→ **AUFGABENSTELLUNG**: Gib bitte im Text über den Familienbetrieb Dinkelboden den Abschnitt von „Der Standort des“ bis „erinnert sich Meyer.“ wieder und ändere dabei „Produktionsleiter“ in „Betriebsleiter“.

→ **TEXTAUSZUG**:
....
Der Standort des Familienbetriebs Dinkelboden ist dagegen kein Resultat strategischer Planung. Am Anfang stand auch keine Geschäftsidee, sondern die Liebe von Michael und Ulrike Meyer zu Schweden. Als sie 1999 nach Duved in der nordschwedischen Wintersportregion Årefjällen umsiedelten, ahnten die Meyers nicht einmal, dass sie eines Tages eine Lebensmittelfirma gründen würden. Das Fernweh nach Norden trugen sie seit einer Studienreise 1994 im Gepäck. Als es mit dem Specksteinwerk im Fichtelgebirge abwärts ging, in dem der Familienvater damals arbeitete, suchte ein in Åre ansässiger Konkurrent einen Produktionsleiter. Meyer ergriff die Chance – und durchlitt bald einen Konkurs sowie die Rettung durch einen Schweizer Investor. „In der Mineralienindustrie ging es rauf und runter“, erinnert sich Meyer.
....
→ **DATENTEIL**:
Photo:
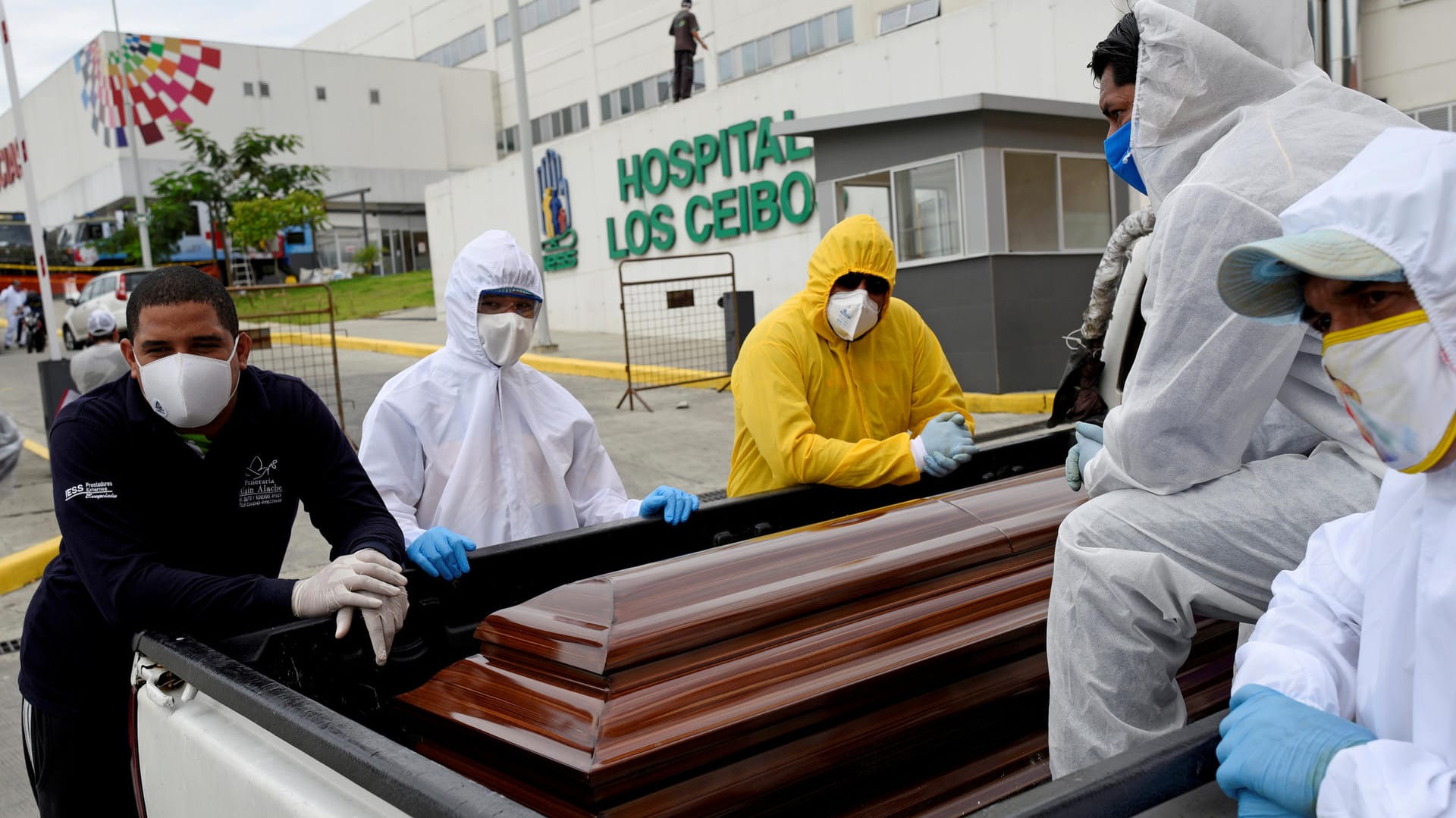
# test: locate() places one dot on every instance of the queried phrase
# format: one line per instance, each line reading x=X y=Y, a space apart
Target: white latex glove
x=383 y=623
x=362 y=580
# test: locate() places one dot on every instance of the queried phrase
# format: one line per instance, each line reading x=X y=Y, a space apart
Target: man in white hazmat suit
x=1343 y=697
x=1229 y=447
x=472 y=447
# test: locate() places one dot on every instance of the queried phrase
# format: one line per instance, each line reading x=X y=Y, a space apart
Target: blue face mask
x=1119 y=149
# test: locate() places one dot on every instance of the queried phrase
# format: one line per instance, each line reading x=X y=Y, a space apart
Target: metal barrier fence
x=677 y=321
x=284 y=322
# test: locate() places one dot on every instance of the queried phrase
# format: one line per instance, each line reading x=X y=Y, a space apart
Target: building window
x=1436 y=118
x=1056 y=202
x=545 y=128
x=647 y=93
x=459 y=50
x=919 y=205
x=786 y=45
x=865 y=196
x=533 y=17
x=909 y=15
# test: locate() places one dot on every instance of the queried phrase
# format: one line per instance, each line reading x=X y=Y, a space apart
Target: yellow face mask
x=1400 y=386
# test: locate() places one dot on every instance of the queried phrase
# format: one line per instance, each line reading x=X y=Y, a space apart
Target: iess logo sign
x=558 y=239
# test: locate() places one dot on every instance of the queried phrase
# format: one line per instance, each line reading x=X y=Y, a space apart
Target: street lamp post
x=533 y=204
x=131 y=140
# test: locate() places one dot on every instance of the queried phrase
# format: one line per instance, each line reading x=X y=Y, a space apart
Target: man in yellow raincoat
x=845 y=384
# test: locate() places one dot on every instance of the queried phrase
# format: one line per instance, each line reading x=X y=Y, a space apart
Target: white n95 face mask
x=851 y=315
x=504 y=337
x=190 y=390
x=1398 y=384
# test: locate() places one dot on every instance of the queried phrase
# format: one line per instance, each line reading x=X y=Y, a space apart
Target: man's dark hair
x=181 y=286
x=1120 y=52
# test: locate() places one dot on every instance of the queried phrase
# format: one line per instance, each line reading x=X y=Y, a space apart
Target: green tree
x=218 y=177
x=258 y=221
x=168 y=221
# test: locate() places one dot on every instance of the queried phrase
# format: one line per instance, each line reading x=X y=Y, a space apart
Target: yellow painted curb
x=1011 y=403
x=27 y=565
....
→ **LÖSUNG**:
Der Standort des Familienbetriebs Dinkelboden ist dagegen kein Resultat strategischer Planung. Am Anfang stand auch keine Geschäftsidee, sondern die Liebe von Michael und Ulrike Meyer zu Schweden. Als sie 1999 nach Duved in der nordschwedischen Wintersportregion Årefjällen umsiedelten, ahnten die Meyers nicht einmal, dass sie eines Tages eine Lebensmittelfirma gründen würden. Das Fernweh nach Norden trugen sie seit einer Studienreise 1994 im Gepäck. Als es mit dem Specksteinwerk im Fichtelgebirge abwärts ging, in dem der Familienvater damals arbeitete, suchte ein in Åre ansässiger Konkurrent einen Betriebsleiter. Meyer ergriff die Chance – und durchlitt bald einen Konkurs sowie die Rettung durch einen Schweizer Investor. „In der Mineralienindustrie ging es rauf und runter“, erinnert sich Meyer.